**Task set:**
1. In the cryptography notes below, rewrite the paragraph beginning "This document summarizes cryptography" in one shorter sentence that keeps its main points.
2. In the cryptography notes below, what job does asymmetric crypto do in the hybrid encryption pattern?
3. Carry on the cryptography notes below, starting right after the last line shown.

Cryptography Full Concepts (Best Practice + System Design View)

This document summarizes cryptography in a practical, backend-engineer-oriented way: - NOT by algorithm only - BUT by security design + system usage


1. Core Security Goals

Cryptography exists to achieve:

  • Confidentiality
    1. Keep data secret
  • Integrity
    1. Detect data modification
  • Authentication
    1. Verify who sent data
  • Non-Repudiation
    1. Sender cannot deny action

2. Cryptographic Building Blocks

These are the 4 fundamental primitives:

  • Encryption (Hide data)
  • Hashing (Detect changes)
  • Authentication (Prove origin)
  • Key Management (Control trust)

Each system is built by combining these.


3. Encryption (Confidentiality)

Goal: Hide data from unauthorized access


3.1 Symmetric Encryption

Same key for encrypt/decrypt

  • AES (standard)
  • ChaCha20 (modern, fast)

Properties:

  1. Very fast
  2. Used for large data
  3. Requires secure key sharing

3.2 Asymmetric Encryption

Public key + Private key

  • RSA
  • ECC (ECIES)

Properties:

  1. Slow
  2. Used for small data or key exchange

3.3 Best Practice Pattern (IMPORTANT)

Hybrid Encryption:

1. Use Asymmetric crypto to exchange key
2. Use Symmetric crypto to encrypt data

Example:

TLS (HTTPS)

**Recorded data:**
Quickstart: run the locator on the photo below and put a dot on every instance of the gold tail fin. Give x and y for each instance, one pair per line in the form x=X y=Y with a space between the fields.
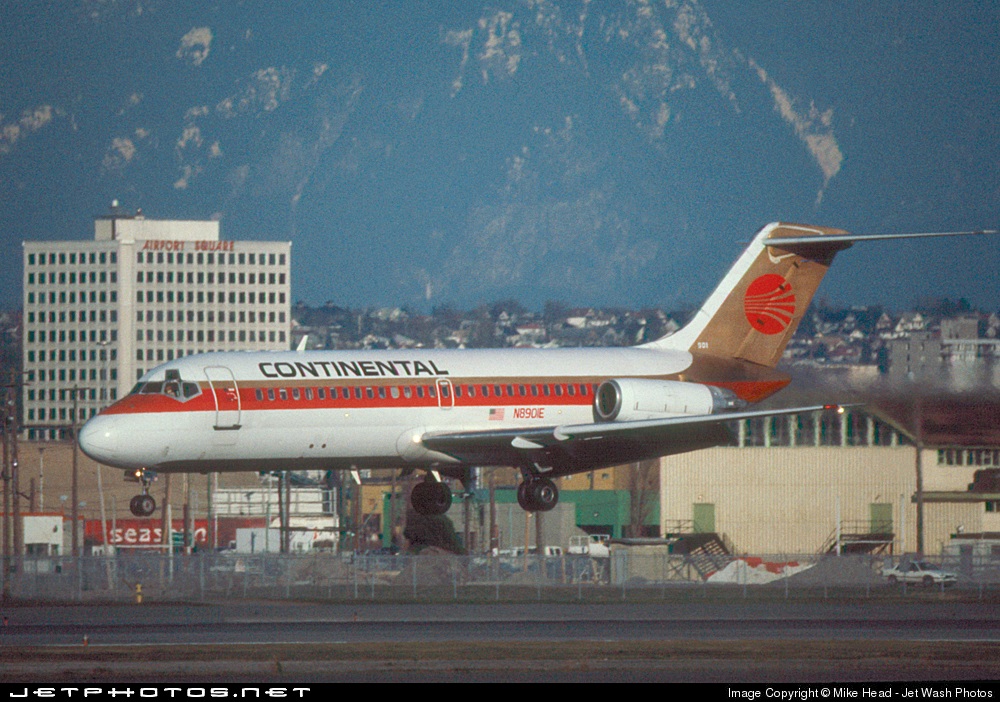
x=756 y=308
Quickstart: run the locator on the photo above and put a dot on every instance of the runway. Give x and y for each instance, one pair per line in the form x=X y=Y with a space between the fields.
x=263 y=641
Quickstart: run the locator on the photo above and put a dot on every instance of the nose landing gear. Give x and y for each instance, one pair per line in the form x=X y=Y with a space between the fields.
x=143 y=504
x=537 y=493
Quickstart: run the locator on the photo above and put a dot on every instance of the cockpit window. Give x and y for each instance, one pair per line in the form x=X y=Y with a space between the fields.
x=173 y=387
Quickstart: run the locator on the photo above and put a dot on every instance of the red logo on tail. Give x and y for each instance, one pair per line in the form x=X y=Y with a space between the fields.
x=769 y=304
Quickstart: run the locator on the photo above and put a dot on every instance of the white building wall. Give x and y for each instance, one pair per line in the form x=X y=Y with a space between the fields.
x=785 y=500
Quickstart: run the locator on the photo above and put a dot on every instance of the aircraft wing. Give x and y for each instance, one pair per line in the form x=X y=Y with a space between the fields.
x=572 y=448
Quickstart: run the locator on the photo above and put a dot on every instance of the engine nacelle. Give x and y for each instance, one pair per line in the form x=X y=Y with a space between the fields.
x=626 y=399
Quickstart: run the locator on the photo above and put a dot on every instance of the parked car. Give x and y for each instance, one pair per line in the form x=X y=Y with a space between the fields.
x=594 y=545
x=919 y=572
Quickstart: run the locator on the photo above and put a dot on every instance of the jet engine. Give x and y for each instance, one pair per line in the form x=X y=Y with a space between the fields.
x=627 y=399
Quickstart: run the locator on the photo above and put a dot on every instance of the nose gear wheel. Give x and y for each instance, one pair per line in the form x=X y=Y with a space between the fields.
x=537 y=494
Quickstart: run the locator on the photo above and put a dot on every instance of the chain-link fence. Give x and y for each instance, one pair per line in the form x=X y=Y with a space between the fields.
x=626 y=574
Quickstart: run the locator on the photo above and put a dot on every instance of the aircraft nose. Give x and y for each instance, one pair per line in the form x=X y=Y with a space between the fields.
x=99 y=439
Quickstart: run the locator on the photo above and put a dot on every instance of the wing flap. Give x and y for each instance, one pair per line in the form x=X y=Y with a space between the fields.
x=579 y=447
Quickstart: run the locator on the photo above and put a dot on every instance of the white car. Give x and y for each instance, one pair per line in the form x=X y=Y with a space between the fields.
x=919 y=572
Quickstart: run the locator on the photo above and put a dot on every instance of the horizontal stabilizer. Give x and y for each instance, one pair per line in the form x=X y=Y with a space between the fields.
x=847 y=238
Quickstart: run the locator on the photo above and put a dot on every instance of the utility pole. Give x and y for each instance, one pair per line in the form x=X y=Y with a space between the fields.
x=7 y=536
x=74 y=508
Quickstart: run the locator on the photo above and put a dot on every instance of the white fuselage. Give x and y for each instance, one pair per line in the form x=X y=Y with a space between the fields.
x=288 y=409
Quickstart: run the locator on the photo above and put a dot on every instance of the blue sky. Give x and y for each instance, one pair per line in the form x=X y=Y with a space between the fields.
x=430 y=153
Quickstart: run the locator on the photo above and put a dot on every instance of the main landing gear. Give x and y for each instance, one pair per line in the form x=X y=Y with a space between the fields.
x=143 y=504
x=430 y=497
x=537 y=493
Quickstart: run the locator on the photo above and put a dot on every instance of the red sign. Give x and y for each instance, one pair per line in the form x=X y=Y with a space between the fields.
x=149 y=532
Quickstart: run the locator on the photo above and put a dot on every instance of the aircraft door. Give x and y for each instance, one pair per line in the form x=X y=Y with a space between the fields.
x=446 y=393
x=228 y=409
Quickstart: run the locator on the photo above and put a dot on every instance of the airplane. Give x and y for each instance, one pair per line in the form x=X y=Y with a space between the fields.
x=548 y=412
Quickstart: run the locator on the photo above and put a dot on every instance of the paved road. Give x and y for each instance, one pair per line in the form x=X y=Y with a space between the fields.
x=763 y=642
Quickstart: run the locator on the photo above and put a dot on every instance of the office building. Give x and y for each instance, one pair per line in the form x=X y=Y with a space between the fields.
x=98 y=314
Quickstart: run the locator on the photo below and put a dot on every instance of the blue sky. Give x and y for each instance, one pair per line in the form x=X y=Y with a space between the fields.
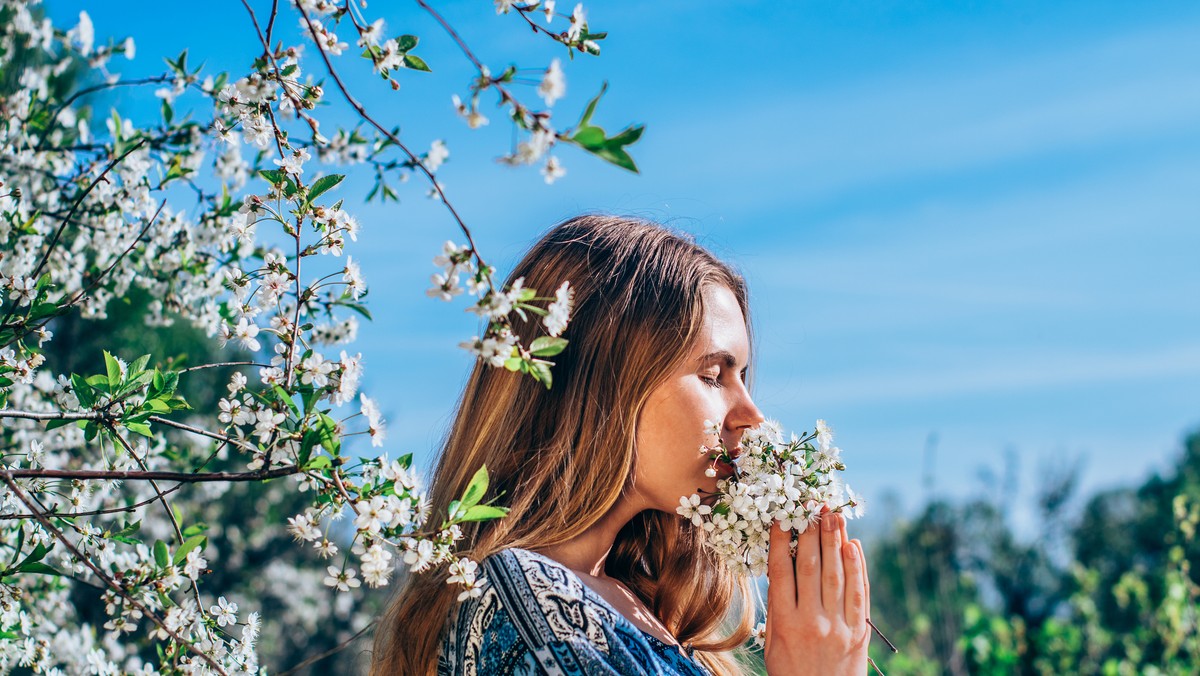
x=977 y=221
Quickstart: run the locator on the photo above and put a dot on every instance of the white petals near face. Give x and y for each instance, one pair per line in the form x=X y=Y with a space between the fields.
x=790 y=482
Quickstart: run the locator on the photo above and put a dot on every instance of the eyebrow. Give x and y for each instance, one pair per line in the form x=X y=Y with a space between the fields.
x=720 y=356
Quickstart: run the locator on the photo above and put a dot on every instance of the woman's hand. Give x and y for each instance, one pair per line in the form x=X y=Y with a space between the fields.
x=817 y=604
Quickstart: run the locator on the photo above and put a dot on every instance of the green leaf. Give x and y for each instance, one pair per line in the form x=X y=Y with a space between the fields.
x=540 y=371
x=407 y=42
x=39 y=554
x=55 y=424
x=41 y=310
x=547 y=346
x=629 y=136
x=592 y=106
x=156 y=406
x=286 y=399
x=319 y=462
x=328 y=431
x=114 y=370
x=475 y=489
x=589 y=137
x=141 y=429
x=40 y=568
x=323 y=185
x=483 y=513
x=139 y=364
x=196 y=528
x=125 y=534
x=161 y=554
x=417 y=64
x=617 y=156
x=189 y=545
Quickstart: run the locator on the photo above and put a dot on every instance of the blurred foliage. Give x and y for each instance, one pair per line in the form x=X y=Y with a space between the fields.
x=1109 y=588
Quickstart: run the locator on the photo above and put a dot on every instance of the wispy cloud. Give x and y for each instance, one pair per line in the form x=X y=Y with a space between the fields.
x=1036 y=372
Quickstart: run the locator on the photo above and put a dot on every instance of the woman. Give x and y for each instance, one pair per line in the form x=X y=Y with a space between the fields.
x=593 y=572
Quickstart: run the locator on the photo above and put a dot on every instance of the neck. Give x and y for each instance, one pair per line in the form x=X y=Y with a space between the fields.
x=588 y=551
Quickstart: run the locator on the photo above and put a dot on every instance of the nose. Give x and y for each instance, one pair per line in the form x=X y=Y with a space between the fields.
x=743 y=414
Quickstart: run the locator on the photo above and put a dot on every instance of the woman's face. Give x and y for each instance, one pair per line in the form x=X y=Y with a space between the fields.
x=709 y=386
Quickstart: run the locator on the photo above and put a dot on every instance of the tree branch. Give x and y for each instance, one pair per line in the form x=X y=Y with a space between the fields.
x=7 y=477
x=154 y=474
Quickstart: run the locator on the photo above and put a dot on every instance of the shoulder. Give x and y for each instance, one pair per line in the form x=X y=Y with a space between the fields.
x=534 y=611
x=547 y=598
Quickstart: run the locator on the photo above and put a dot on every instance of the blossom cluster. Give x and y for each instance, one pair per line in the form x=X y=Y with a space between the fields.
x=91 y=213
x=791 y=482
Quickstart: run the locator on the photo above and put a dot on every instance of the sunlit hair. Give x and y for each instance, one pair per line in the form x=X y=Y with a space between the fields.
x=561 y=458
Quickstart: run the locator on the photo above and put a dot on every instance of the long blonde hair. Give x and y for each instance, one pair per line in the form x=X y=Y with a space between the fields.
x=561 y=458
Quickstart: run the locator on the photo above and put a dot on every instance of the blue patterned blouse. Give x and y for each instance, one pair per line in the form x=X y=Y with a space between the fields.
x=535 y=616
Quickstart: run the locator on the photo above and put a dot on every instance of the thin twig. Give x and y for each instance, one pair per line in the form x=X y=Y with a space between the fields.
x=891 y=645
x=9 y=478
x=155 y=474
x=222 y=364
x=166 y=506
x=127 y=249
x=58 y=233
x=412 y=156
x=93 y=513
x=87 y=90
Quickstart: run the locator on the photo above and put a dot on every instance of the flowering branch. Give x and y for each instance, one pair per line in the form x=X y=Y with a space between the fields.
x=7 y=477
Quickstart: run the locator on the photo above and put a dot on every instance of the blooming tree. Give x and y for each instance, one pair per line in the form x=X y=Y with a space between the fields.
x=107 y=473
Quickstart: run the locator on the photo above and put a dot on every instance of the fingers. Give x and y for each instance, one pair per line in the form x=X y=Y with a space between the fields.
x=808 y=569
x=856 y=587
x=833 y=578
x=781 y=590
x=867 y=580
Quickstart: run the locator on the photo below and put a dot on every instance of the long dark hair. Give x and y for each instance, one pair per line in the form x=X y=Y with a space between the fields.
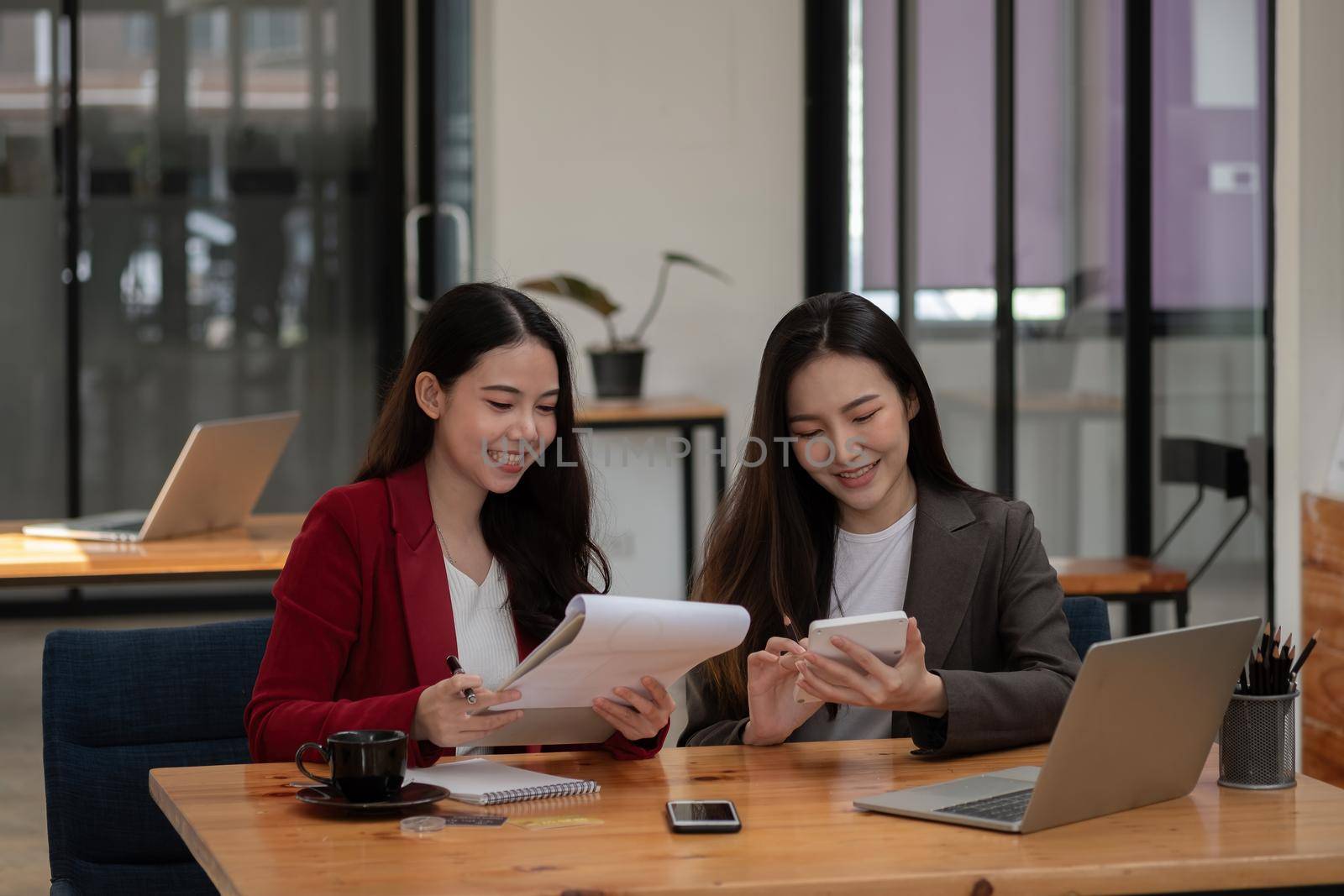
x=541 y=531
x=772 y=544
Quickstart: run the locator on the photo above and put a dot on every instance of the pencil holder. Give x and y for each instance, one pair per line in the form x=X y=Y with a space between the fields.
x=1257 y=743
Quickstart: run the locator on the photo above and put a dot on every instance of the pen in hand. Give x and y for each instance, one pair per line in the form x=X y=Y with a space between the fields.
x=456 y=668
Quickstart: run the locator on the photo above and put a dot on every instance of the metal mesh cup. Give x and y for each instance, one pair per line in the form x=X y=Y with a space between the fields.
x=1257 y=743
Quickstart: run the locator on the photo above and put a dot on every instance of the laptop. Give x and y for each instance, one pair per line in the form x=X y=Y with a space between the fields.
x=1136 y=730
x=214 y=485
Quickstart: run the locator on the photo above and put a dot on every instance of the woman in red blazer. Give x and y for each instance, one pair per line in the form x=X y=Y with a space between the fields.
x=474 y=464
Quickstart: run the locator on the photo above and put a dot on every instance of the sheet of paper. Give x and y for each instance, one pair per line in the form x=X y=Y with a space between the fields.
x=622 y=640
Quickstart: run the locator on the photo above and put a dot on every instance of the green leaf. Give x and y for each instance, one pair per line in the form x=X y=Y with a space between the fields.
x=705 y=268
x=570 y=286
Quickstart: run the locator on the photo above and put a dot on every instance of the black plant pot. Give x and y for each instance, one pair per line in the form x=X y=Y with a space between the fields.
x=618 y=374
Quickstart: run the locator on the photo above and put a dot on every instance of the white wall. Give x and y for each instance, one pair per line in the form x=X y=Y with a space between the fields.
x=1310 y=275
x=611 y=130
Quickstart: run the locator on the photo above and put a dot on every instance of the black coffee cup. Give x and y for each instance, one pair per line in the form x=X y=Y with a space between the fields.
x=367 y=766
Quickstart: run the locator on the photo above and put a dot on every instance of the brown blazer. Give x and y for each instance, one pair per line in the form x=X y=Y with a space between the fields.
x=992 y=618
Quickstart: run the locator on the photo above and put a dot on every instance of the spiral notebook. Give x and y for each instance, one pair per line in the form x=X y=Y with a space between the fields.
x=484 y=783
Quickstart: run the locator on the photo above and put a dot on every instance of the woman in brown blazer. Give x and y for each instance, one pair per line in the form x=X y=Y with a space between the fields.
x=851 y=506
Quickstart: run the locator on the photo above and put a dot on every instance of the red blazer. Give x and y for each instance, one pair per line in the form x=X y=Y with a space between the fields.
x=363 y=624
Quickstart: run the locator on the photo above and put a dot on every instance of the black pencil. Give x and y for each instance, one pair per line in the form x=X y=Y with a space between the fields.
x=1307 y=652
x=1284 y=664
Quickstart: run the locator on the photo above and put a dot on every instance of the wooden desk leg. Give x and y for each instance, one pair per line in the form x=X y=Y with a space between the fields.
x=1139 y=616
x=721 y=470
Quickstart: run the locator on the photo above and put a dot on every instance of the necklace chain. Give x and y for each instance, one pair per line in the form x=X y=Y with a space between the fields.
x=443 y=543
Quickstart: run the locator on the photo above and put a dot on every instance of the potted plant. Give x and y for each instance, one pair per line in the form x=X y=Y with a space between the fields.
x=618 y=365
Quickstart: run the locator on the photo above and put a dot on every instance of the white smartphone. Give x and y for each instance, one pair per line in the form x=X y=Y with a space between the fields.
x=703 y=817
x=882 y=633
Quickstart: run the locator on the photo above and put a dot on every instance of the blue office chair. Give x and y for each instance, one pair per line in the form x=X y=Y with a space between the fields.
x=116 y=705
x=1088 y=622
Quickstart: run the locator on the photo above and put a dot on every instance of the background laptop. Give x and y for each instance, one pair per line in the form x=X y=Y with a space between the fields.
x=1136 y=730
x=214 y=485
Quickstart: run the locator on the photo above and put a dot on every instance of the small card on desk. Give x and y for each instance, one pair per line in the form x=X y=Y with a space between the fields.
x=474 y=821
x=551 y=822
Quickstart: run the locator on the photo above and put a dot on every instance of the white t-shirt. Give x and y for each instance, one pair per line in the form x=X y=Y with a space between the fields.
x=870 y=577
x=487 y=644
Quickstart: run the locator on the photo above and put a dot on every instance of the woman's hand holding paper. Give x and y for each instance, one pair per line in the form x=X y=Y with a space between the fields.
x=643 y=718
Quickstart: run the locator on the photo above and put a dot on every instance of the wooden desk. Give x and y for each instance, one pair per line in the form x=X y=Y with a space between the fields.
x=800 y=833
x=257 y=548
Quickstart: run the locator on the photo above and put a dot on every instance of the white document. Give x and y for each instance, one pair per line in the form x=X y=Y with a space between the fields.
x=608 y=641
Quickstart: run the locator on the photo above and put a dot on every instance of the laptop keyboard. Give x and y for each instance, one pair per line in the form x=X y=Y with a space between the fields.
x=118 y=527
x=1010 y=806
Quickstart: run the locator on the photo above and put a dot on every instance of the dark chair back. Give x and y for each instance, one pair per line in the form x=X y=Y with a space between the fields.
x=1209 y=465
x=116 y=705
x=1088 y=622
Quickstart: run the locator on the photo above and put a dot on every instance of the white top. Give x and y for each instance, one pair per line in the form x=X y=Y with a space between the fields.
x=871 y=570
x=487 y=644
x=870 y=577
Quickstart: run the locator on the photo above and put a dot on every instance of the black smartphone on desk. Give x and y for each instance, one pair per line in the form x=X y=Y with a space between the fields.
x=703 y=817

**Exercise results:**
1. The document explains cryptography in a practical way for backend engineers, organized by security design and system use instead of by algorithm alone.

2. It is used to exchange the key.

3.
4. Hashing (Integrity)

Goal: Detect if data was changed

  • SHA-256
  • SHA-512
  • SHA-3

Properties:

  1. No key
  2. One-way function
  3. Cannot decrypt

Broken algorithms:

  1. MD5
  2. SHA-1

5. Authentication

Goal: Verify message origin


5.1 Symmetric Authentication

  • HMAC
  • CMAC

Properties:

  1. Shared secret key
  2. Fast
  3. No non-repudiation

Used in:

  1. JWT HS256
  2. Internal APIs
  3. Webhooks (shared secret)

5.2 Asymmetric Authentication

Digital Signatures:

  • RSA-PSS
  • ECDSA
  • Ed25519

Properties:

  1. Private key signs
  2. Public key verifies
  3. Provides non-repudiation

Used in:

  1. JWT RS256 / ES256
  2. OAuth2 / OpenID Connect
  3. SSO systems

6. Key Exchange

Goal: Securely establish shared secret

  • Diffie-Hellman (DH)
  • Elliptic Curve Diffie-Hellman (ECDH)

Flow:

  1. Asymmetric crypto establishes shared key
  2. Then symmetric encryption is used

Used in:

  1. TLS handshake
  2. Secure channels

7. PKI (Trust System)

Public Key Infrastructure:

  • X.509 Certificates
  • Certificate Authority (CA)
  • Certificate Chain

Purpose:

  1. Prove identity of services
  2. Establish trust between systems

Used in:

  1. HTTPS
  2. mTLS
  3. SSO systems

8. Secure Communication Protocols

  • TLS (HTTPS)
  • SSH
  • IPsec
  • OpenPGP

TLS example flow:

1. Key exchange (ECDH)
2. Certificate validation (PKI)
3. Symmetric encryption (AES-GCM)

9. Password Security

IMPORTANT RULE: Never encrypt passwords.

Use hashing only:

  • Argon2 (best)
  • bcrypt (common)
  • PBKDF2 (legacy)

Enhancements:

  • Salt
  • Pepper

10. Key Management

Key lifecycle:

  • Generation
  • Storage
  • Rotation
  • Revocation
  • Expiration

Best practices:

  1. Use KMS (AWS KMS, GCP KMS)
  2. Never hardcode secrets
  3. Separate keys per environment

11. JWT (JSON Web Token)

JWT is NOT encryption.

It is:

→ Token format + signature mechanism

Structure:

header.payload.signature

11.1 JWT Categories

  • HS256 (Symmetric)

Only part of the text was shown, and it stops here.